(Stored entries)
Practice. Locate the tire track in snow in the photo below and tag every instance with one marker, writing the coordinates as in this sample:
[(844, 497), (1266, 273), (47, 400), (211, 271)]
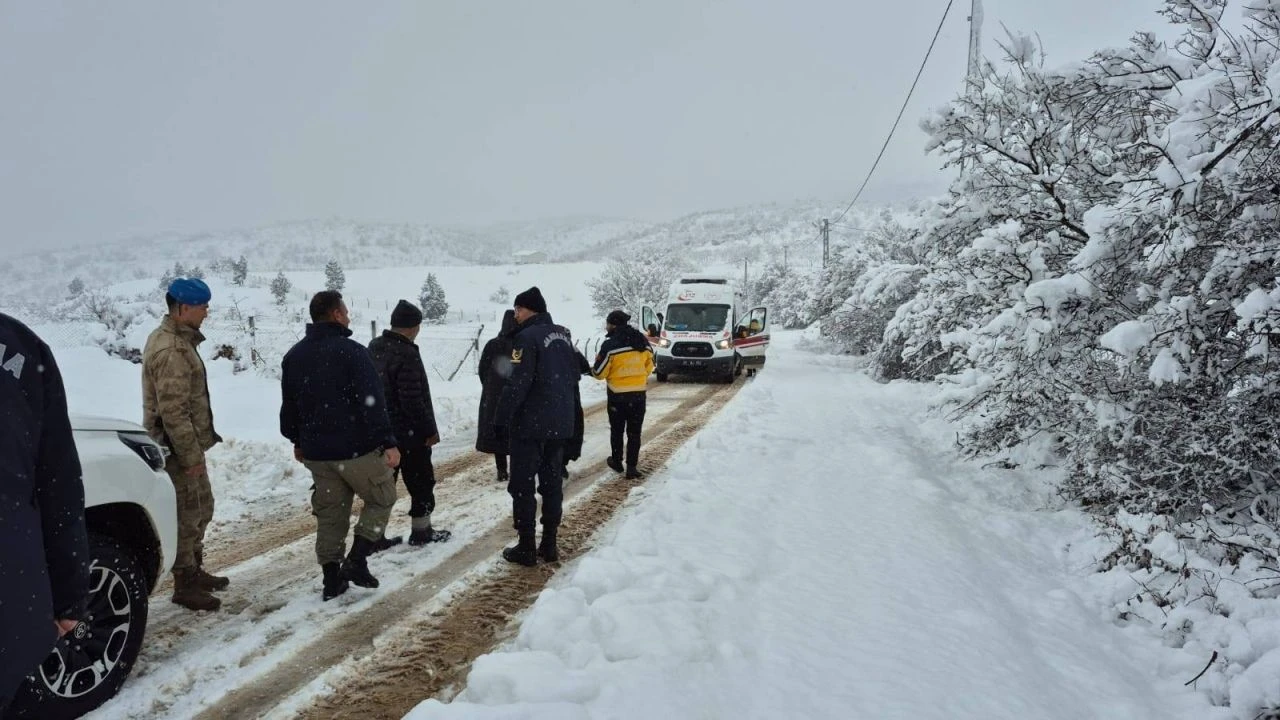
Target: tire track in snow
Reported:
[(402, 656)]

--

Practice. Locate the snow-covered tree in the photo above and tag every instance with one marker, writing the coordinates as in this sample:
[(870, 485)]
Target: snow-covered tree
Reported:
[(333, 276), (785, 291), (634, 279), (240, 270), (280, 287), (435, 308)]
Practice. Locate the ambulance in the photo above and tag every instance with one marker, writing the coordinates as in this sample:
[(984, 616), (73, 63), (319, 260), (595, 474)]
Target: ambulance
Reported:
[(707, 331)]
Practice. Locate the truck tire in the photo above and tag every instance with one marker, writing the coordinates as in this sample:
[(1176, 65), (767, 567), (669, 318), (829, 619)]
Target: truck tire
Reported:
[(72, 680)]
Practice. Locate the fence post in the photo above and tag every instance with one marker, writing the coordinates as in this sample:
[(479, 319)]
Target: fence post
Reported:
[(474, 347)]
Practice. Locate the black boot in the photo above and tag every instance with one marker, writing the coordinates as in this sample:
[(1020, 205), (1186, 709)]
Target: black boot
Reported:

---

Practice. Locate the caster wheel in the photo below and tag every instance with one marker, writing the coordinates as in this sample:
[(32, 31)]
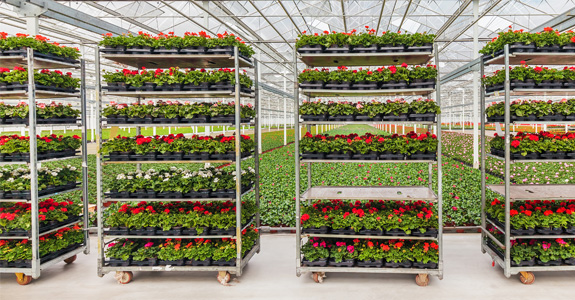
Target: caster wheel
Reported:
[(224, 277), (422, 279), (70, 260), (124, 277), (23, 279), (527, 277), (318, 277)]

Required work: Transcribe verbatim the lines from the one holding "Practice. Locate the tire" through the one holding "[(402, 656)]", both included, and omit the picture.

Result for this task:
Practice. Locate the tire track in snow in the photo below and tag every instance with one marker, writing the coordinates as in this sample:
[(844, 497), (1266, 273), (47, 400), (211, 271)]
Target: tire track in snow
Reported:
[(402, 656)]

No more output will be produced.